[start]

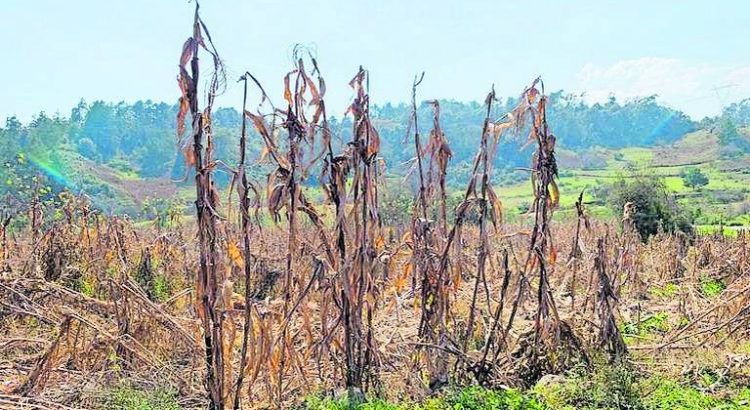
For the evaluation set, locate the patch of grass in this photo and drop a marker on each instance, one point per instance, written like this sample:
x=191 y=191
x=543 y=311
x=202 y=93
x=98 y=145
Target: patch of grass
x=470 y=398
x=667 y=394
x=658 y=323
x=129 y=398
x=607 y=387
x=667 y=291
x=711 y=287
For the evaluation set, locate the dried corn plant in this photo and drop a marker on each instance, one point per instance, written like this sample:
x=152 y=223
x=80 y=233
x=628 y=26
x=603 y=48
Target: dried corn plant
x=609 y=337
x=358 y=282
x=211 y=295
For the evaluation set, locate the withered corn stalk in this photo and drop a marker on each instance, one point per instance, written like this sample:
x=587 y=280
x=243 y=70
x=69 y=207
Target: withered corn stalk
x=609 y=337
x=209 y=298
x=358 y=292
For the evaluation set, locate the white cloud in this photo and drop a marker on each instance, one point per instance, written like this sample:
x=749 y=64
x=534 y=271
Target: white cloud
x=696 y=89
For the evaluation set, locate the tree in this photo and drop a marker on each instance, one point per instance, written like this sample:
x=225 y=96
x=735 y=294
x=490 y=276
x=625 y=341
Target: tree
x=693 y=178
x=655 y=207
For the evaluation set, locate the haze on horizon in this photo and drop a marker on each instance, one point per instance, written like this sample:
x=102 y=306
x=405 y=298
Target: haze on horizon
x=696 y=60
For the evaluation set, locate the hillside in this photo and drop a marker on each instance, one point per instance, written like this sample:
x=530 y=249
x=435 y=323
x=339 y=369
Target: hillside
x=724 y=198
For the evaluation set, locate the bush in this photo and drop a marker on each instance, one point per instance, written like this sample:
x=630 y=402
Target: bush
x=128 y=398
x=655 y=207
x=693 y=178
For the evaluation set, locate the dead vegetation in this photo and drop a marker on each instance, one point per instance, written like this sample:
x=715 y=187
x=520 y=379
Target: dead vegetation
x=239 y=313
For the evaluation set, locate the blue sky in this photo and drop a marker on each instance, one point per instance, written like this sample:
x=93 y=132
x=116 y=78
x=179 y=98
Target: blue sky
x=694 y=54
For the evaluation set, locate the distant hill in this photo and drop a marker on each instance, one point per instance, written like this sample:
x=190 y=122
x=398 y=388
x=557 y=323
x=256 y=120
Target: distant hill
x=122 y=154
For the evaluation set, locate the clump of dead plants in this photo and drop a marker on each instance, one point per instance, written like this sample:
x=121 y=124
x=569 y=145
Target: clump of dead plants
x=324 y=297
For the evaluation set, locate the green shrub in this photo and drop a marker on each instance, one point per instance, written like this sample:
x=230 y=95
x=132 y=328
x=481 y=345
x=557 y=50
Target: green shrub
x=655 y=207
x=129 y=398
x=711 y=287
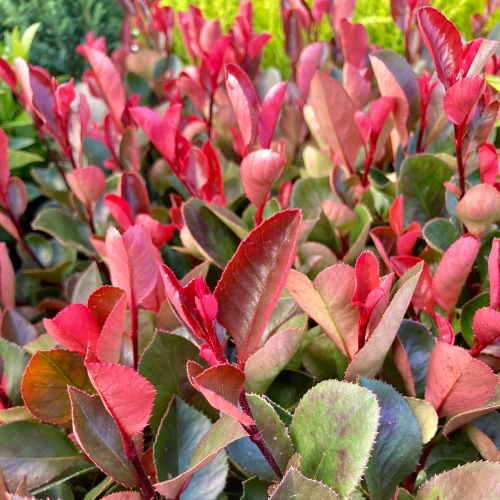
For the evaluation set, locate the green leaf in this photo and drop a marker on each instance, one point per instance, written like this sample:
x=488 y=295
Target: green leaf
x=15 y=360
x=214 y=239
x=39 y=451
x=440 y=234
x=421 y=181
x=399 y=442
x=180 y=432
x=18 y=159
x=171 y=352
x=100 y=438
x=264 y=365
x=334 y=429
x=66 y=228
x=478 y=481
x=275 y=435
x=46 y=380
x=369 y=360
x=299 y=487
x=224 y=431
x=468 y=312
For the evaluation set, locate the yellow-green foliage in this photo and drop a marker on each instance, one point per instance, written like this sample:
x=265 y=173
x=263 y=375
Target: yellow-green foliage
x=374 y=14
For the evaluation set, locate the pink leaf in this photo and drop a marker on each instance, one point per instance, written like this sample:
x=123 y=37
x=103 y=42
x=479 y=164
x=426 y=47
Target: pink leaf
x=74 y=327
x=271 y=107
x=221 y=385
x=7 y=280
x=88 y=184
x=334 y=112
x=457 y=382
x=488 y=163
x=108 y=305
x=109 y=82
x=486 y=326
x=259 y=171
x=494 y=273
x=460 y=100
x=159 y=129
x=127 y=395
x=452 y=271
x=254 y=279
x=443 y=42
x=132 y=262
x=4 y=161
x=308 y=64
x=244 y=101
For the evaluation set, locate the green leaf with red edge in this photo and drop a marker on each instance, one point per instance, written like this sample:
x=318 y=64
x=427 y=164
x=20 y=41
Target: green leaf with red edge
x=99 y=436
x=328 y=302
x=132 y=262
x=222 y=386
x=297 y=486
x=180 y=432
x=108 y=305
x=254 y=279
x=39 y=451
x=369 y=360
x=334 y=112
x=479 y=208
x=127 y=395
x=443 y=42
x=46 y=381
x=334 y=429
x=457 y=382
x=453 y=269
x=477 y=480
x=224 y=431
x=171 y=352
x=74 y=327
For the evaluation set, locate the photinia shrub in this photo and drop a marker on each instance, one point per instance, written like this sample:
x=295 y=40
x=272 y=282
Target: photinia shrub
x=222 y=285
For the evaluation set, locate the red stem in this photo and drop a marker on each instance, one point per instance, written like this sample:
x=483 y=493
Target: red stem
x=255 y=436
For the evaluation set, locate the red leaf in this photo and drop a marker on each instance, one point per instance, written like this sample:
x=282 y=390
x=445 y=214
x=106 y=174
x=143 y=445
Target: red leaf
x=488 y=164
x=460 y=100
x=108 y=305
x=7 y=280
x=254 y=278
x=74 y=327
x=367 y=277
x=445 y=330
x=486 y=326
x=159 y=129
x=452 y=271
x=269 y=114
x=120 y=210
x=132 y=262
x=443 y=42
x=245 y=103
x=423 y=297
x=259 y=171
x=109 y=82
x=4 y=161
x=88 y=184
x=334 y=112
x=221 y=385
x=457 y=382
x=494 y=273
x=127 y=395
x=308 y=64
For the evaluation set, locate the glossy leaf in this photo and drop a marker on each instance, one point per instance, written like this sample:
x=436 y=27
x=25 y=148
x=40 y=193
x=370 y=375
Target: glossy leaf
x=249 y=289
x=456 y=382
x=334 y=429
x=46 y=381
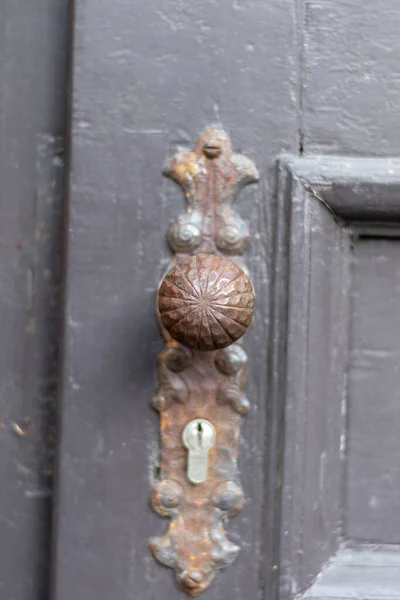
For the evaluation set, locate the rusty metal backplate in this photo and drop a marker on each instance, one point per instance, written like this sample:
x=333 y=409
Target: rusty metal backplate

[end]

PROBLEM
Can you copy out the entries above, word for word, from the very start through the line holding "x=607 y=387", both ends included, and omit the pictures?

TASK SOLUTION
For the evaluation set, locate the patch of grass in this photo and drop a marker on each instance, one point per instance, written like this sample:
x=191 y=191
x=543 y=311
x=202 y=93
x=98 y=145
Target: patch of grass
x=470 y=398
x=667 y=394
x=658 y=323
x=129 y=398
x=607 y=387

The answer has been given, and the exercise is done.